§ Opdracht: Geef alstublieft het deel van de recensie dat opent met de woorden "De Spaanse succesauteur" en eindigt met "reeks onnavolgbare intriges." opnieuw weer, en vervang daarin "olijkerd" door "grapjas".

§ Tekstfragment:
* * * *

De Spaanse succesauteur en olijkerd Albert Sánchez Piñol schreef al eerder een boek waarin vreemde wezens uit een ander milieu een doorslaggevende rol spelen. In de tweede roman die van hem in het Nederlands werd vertaald herhaalt hij dat kunstje, met het verhaal van een ghostwriter die voor en tijdens de Eerste Wereldoorlog verstrikt raakt in een hele reeks onnavolgbare intriges.

Deze Tommy Thomson is een mislukkende schrijver, als hij iemand ontmoet die werkt als ghostwriter voor een ghostwriter die weer als ghostwriter werkt voor ene Flag, een stuiversromancier met een hele reeks boeken op zijn naam die nog het meeste weg hebben van wat Rice Burroughs en Rider Haggard brachten: exotische verhalen uit de binnenlanden van Afrika, waarin met enige logica al snel een loopje wordt genomen. Door een enorm toeval komen de tussenliggende ghostwriters om het leven, Thomson gaat op zoek naar Flag, maar wordt in dienst genomen door de sluwe advocaat Norton. Deze aanstormende jurist wil dat hij het verhaal schrijft van Marcus Garvey, een zigeuner die in de gevangenis zit omdat hij twee aristocratenzonen zou hebben vermoord tijdens een expeditie op zoek naar goud in de Congo. Met het boek wil hij de publieke opinie ten gunste van zijn cliënt bespelen. Enzovoort, enzovoort, Piñol wilde duidelijk een spannend boek schrijven, dus veel meer verklappen is niet kies. Garvey – om onduidelijke redenen genoemd naar de Jamaicaanse vader van de zwarte bewustwording, grondlegger van de Black Star Liner en de man die ontdekte dat keizer Haile Selassie Gods zoon is – vertelt in de gevangenis zijn verhaal aan Thomson, de hoofdstukken maken als een boek in een boek en zo het Droste-effect versterkend weer deel uit van dit boek. Tussendoor lezen we over de ervaringen van de jonge schrijver in een pension dat wel iets weg heeft van Villa des Roses, op de redactie van een tabloid en nog veel meer.

Hart van de duisternis

Het Afrikaanse verhaal is meteen ook het zwakste van het boek. Piñol sleept er wel van alles bij, maar dat kan niet verhullen dat de plot niet onderdoet voor de synopsis die Thomson aan het begin ter uitwerking van Flag krijgt – door hun absurditeit hilarische pagina’s. Helaas blijft de uitwerking daarbij achter, de cliché’s over het hart van de duisternis werken eenmaal uitgewerkt niet geweldig en als dan ook nog een vreemd volk dat diep in de aarde leeft opduikt – naar analogie van zijn vorige boek, waarin de wezens uit zee opdoken – en Garvey verliefd wordt op een vrouwelijk specimen van de nieuwe soort begint het grote gapen. Het vervelende is, dat Piñol die omweg nodig heeft voor een achtbaan van een einde, maar iets minder had ook wel gekund. Dat hij er van alles bij sleept dat dan weer moet worden uitgelegd helpt ook al niet mee. Als de gevangen genomen en geketende inboorlingen in de mijn diep in het oerwoud graven naar goud, kan hij het niet laten erop te wijzen dat het net Nibelungen waren, alsof de gemiddelde lezer met die twee broers die een jonkvrouw gijzelen en dat eeuwige goud niet allang Das Rheingold aan het hummen was (“Nach Nibelheim fahren wir nieder: gewinnen will ich das Gold”).

* * * *

§ Gegevens voor analyse:
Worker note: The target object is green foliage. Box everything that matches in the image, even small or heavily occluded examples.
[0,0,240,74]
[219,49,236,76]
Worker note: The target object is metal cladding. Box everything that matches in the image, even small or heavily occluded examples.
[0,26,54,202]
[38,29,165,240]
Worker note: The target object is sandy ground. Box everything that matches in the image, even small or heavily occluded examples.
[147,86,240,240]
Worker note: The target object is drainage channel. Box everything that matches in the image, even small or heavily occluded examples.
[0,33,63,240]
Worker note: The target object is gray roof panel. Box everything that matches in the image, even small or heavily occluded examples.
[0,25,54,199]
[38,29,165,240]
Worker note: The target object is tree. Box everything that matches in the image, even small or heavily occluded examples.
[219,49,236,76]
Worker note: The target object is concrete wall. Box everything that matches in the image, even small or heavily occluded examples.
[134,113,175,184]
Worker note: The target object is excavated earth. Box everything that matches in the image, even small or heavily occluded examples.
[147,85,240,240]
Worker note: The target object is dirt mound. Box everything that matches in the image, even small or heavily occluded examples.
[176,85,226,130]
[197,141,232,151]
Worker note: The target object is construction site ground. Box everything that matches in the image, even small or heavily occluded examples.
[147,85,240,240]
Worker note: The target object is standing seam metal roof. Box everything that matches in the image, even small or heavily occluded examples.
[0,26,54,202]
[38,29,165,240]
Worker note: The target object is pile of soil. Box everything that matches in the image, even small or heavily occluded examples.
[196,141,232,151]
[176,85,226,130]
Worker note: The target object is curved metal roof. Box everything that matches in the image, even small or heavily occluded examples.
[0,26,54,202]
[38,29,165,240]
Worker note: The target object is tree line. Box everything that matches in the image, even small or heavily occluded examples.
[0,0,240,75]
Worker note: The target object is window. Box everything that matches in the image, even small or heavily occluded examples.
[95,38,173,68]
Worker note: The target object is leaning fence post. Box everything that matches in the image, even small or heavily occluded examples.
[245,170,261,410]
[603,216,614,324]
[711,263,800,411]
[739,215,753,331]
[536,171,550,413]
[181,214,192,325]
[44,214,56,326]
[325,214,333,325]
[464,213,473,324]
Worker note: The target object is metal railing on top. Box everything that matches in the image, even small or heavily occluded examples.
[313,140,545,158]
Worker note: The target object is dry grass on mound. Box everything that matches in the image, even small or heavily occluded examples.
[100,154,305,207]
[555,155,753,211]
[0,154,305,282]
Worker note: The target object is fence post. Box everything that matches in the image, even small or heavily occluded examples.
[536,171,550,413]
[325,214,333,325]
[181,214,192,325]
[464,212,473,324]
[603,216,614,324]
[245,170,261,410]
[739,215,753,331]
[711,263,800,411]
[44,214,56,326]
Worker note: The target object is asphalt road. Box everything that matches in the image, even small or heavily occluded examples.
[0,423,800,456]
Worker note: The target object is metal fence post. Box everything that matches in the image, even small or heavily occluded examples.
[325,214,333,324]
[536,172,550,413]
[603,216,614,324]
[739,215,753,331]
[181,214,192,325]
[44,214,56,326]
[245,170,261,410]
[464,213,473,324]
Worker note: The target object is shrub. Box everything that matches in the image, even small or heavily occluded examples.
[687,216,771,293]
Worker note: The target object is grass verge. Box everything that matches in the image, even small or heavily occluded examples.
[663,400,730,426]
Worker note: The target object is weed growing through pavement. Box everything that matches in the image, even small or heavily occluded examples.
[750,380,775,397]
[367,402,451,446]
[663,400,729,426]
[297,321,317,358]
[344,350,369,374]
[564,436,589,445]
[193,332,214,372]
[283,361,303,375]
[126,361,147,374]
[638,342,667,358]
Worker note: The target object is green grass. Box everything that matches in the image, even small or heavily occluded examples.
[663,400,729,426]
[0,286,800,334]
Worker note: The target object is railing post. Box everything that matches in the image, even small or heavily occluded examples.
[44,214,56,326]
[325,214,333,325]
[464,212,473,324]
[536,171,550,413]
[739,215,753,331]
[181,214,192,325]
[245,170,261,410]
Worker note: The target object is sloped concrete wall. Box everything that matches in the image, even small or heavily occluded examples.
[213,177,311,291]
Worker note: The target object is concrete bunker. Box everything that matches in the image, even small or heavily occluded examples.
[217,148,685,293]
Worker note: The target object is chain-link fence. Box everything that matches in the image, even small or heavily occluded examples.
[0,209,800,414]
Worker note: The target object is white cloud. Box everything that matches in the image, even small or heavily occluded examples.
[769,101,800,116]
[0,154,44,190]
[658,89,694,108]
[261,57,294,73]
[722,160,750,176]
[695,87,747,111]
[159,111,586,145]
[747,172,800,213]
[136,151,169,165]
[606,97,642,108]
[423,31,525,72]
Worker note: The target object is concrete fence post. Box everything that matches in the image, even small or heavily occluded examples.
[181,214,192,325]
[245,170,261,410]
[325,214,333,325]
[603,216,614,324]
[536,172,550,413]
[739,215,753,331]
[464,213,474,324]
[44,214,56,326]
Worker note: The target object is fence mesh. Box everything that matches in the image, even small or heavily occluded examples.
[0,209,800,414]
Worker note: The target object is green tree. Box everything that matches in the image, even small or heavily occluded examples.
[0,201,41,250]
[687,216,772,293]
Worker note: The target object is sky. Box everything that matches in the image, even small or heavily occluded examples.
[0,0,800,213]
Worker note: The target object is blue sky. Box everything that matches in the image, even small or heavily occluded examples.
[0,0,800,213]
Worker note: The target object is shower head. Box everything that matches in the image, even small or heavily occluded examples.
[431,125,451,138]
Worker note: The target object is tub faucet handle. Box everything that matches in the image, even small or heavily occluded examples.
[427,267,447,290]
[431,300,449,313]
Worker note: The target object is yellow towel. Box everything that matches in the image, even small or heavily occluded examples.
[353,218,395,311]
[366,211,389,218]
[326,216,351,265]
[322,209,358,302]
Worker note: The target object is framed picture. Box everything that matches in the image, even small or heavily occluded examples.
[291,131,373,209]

* * * *

§ Antwoord:
De Spaanse succesauteur en grapjas Albert Sánchez Piñol schreef al eerder een boek waarin vreemde wezens uit een ander milieu een doorslaggevende rol spelen. In de tweede roman die van hem in het Nederlands werd vertaald herhaalt hij dat kunstje, met het verhaal van een ghostwriter die voor en tijdens de Eerste Wereldoorlog verstrikt raakt in een hele reeks onnavolgbare intriges.